» Task requirements: Copy out the part of the rows that opens with the line containing "job: give the outline of every instance of the <item>chocolate" and closes with the line containing "90 117 L 95", both included, with every character unchanged.

» Extracted information:
◇ ◇ ◇ ◇ ◇
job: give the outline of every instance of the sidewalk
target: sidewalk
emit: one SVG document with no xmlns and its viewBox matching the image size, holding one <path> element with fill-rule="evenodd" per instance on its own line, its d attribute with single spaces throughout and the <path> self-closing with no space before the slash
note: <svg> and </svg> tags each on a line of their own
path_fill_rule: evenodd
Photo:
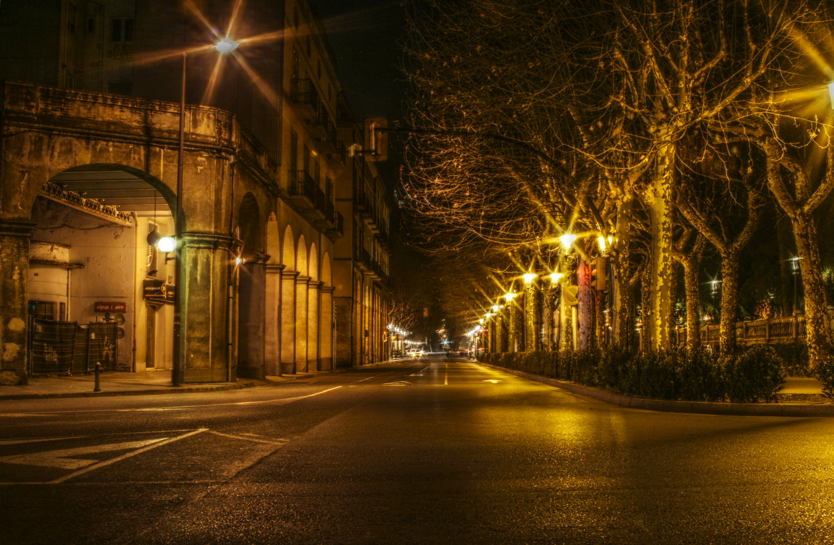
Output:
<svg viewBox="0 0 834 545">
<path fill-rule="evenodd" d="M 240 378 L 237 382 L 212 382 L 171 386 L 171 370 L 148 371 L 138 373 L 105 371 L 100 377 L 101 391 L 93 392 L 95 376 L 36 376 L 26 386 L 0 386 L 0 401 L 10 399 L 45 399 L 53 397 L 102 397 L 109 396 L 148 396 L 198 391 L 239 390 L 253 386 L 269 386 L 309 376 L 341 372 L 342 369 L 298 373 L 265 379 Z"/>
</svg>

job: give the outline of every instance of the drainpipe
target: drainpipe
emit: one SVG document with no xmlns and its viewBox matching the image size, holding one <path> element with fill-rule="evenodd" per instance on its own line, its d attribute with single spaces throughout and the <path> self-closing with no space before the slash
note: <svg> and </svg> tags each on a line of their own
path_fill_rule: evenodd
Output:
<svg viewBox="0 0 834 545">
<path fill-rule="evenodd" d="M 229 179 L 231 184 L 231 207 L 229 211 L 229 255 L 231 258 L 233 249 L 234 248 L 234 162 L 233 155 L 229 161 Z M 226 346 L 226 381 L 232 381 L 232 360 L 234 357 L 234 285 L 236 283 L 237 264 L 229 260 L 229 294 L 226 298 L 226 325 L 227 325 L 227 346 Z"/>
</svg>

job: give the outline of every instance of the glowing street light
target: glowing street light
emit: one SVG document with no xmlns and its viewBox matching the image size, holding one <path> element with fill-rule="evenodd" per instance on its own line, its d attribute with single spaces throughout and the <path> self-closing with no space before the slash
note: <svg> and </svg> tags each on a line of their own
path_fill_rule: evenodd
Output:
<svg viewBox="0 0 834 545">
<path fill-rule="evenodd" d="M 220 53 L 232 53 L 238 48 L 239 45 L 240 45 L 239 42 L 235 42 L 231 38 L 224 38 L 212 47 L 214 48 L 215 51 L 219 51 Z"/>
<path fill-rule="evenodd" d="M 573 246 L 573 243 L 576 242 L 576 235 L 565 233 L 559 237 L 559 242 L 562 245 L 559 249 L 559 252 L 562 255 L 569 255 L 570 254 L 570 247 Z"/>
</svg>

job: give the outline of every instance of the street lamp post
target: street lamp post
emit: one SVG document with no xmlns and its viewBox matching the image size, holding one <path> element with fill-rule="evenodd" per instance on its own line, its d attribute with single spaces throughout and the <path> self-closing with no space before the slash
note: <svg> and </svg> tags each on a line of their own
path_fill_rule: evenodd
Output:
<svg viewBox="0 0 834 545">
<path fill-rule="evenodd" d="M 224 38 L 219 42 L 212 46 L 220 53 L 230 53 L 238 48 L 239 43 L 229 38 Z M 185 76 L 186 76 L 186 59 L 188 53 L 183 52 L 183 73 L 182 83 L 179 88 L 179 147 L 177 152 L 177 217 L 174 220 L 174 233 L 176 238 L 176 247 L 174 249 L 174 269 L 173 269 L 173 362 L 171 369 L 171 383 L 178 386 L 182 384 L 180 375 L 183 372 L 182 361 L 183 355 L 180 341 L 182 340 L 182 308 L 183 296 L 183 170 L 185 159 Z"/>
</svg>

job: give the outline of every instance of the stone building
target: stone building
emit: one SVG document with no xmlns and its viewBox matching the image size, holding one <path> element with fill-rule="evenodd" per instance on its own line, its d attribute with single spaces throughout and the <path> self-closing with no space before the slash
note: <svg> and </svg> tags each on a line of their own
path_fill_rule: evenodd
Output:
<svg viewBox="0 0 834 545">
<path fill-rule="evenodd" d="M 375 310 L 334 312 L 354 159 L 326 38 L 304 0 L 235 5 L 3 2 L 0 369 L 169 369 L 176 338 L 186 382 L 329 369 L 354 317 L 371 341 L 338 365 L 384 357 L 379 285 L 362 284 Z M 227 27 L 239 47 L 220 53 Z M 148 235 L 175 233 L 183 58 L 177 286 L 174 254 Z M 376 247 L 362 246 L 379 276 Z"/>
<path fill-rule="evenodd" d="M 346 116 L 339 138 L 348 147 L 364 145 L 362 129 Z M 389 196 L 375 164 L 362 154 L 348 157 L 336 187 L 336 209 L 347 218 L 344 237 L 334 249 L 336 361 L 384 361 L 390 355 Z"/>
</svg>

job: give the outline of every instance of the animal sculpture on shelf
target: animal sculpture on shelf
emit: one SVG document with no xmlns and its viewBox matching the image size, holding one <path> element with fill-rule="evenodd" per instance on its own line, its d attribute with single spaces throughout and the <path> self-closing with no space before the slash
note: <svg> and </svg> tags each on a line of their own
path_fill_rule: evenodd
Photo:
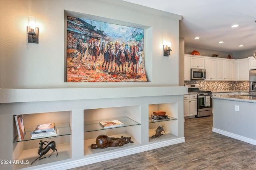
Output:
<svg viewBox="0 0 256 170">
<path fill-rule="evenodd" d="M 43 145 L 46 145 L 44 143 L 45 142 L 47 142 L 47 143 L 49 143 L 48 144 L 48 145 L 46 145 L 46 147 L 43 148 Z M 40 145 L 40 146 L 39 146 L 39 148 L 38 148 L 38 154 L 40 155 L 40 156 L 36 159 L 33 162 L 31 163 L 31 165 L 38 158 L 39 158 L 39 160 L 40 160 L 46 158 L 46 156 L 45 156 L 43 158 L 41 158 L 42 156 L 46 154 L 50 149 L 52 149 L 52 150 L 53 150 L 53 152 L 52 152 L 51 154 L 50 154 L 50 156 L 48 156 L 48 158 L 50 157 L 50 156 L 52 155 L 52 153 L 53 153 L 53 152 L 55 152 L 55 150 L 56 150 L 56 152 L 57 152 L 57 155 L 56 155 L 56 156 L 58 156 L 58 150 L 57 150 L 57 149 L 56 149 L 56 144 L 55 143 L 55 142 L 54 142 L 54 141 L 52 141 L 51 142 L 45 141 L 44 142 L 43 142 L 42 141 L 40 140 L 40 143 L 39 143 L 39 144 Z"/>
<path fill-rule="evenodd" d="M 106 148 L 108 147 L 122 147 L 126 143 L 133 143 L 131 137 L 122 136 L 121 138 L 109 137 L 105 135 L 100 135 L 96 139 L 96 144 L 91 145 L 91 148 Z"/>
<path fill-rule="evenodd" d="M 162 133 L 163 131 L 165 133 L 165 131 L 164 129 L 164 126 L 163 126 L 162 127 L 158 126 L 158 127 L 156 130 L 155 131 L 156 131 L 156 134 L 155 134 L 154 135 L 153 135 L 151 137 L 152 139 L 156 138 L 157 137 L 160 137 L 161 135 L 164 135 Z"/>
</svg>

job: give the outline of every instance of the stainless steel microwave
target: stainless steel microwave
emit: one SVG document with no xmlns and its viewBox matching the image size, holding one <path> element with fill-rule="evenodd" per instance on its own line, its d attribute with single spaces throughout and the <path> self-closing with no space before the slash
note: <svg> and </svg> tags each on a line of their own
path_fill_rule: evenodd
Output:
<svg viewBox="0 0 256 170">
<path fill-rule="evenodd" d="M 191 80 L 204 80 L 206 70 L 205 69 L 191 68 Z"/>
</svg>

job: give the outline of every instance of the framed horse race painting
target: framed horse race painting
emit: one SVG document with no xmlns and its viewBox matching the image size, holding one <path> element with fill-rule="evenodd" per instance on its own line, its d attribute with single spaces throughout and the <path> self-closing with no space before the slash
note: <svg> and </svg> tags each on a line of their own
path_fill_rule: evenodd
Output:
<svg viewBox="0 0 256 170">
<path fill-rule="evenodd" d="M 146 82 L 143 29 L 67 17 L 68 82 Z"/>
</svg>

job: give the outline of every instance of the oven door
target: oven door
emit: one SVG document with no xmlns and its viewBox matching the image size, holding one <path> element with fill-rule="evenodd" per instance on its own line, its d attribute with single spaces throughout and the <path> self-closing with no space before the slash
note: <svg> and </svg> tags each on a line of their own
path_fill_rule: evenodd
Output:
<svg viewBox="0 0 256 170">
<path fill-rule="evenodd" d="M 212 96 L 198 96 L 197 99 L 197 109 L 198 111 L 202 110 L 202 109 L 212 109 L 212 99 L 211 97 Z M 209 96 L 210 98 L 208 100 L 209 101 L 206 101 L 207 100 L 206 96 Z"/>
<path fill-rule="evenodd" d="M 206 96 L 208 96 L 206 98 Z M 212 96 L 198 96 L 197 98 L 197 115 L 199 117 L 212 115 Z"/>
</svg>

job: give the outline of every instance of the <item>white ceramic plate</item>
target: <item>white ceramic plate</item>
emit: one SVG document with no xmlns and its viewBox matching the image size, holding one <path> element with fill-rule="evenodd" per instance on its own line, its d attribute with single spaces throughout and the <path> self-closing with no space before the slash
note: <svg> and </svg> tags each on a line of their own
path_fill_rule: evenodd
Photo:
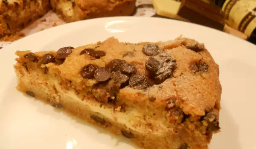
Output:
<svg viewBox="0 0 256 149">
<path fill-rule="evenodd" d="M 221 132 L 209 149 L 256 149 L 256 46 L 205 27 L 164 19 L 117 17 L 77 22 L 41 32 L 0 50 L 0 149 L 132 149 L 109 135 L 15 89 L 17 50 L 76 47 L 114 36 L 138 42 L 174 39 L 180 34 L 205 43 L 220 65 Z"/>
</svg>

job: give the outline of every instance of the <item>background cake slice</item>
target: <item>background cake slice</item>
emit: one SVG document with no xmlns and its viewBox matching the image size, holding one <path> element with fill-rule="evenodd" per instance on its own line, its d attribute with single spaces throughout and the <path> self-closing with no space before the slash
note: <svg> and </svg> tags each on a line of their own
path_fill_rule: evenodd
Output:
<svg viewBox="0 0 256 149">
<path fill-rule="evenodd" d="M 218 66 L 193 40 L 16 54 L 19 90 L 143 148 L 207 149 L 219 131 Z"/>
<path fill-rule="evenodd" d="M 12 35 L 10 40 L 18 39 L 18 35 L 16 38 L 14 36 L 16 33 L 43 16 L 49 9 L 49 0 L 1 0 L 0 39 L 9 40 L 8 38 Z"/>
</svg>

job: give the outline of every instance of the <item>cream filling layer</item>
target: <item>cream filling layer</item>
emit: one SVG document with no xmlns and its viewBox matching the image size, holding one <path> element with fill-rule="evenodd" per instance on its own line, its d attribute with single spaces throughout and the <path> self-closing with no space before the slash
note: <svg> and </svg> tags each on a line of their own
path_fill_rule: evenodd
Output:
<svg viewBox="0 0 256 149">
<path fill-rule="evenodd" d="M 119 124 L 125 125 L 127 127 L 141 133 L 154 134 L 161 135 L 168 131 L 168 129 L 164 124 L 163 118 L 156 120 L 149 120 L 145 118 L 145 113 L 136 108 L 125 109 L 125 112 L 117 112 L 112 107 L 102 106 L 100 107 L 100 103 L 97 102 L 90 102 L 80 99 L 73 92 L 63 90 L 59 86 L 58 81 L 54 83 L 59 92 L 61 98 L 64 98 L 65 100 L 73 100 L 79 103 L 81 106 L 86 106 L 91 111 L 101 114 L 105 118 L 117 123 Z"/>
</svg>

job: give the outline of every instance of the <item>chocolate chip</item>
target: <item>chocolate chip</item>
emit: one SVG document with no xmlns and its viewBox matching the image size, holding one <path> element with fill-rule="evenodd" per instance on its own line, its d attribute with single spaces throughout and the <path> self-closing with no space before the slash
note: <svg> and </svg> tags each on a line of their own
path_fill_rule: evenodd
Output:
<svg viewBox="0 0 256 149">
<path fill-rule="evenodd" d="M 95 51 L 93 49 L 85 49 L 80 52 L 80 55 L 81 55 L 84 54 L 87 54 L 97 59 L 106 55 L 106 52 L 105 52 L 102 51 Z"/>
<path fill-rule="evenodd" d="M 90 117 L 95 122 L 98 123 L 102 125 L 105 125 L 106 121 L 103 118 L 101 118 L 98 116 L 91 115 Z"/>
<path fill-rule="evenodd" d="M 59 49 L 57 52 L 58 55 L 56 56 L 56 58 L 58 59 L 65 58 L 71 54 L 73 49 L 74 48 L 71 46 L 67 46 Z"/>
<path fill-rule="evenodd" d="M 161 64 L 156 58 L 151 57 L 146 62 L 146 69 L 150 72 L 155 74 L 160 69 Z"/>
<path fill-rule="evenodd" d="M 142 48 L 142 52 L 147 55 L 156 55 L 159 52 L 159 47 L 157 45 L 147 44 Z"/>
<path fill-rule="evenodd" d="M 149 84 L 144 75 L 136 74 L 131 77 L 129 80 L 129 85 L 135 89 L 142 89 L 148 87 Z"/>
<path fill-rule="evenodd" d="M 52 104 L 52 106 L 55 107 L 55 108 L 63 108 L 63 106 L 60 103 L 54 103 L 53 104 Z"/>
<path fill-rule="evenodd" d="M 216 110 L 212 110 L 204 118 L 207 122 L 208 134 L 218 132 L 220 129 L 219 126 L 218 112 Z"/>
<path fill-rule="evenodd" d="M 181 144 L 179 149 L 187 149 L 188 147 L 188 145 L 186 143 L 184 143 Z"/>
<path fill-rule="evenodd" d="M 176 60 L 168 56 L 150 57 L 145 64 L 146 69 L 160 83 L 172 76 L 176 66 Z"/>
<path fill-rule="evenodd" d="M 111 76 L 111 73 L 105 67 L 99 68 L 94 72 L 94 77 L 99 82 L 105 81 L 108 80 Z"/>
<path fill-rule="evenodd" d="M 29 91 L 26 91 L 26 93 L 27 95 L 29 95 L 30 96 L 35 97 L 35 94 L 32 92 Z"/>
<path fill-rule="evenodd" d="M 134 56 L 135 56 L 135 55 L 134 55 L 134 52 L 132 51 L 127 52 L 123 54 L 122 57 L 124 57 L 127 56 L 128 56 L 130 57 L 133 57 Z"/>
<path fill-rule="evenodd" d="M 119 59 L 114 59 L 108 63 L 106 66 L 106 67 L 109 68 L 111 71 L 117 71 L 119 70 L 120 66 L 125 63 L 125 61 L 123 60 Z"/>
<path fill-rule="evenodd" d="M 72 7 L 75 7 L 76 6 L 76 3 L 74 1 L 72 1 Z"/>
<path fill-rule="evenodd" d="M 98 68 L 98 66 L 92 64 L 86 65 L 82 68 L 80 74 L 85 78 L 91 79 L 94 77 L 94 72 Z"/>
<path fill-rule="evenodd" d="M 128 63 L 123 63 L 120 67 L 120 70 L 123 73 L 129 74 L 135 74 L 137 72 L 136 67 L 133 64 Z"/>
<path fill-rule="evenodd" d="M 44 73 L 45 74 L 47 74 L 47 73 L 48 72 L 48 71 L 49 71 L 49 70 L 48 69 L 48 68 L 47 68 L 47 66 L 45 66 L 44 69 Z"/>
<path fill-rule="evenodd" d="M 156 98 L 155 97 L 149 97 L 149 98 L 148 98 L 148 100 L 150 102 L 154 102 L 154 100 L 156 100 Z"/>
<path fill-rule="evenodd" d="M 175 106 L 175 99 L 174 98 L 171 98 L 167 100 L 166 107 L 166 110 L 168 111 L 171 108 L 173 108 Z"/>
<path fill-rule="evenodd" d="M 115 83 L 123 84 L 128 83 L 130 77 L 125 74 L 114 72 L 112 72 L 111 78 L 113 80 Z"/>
◇ ◇ ◇ ◇ ◇
» Answer for this exercise:
job: give the outline of every instance of the <item>chocolate chip</item>
target: <item>chocolate chip</item>
emit: one SVG document with no xmlns and its viewBox matching the image size, holding one <path> element with fill-rule="evenodd" per instance on its own line, its d attribute with single spaces throughout and the <path> self-closing with no space before the slash
note: <svg> and </svg> tags each on a line of their own
path_fill_rule: evenodd
Output:
<svg viewBox="0 0 256 149">
<path fill-rule="evenodd" d="M 95 51 L 93 49 L 85 49 L 80 52 L 80 55 L 81 55 L 84 54 L 87 54 L 97 59 L 106 55 L 106 52 L 105 52 L 102 51 Z"/>
<path fill-rule="evenodd" d="M 90 117 L 95 122 L 98 123 L 102 125 L 105 125 L 106 121 L 103 118 L 101 118 L 98 116 L 91 115 Z"/>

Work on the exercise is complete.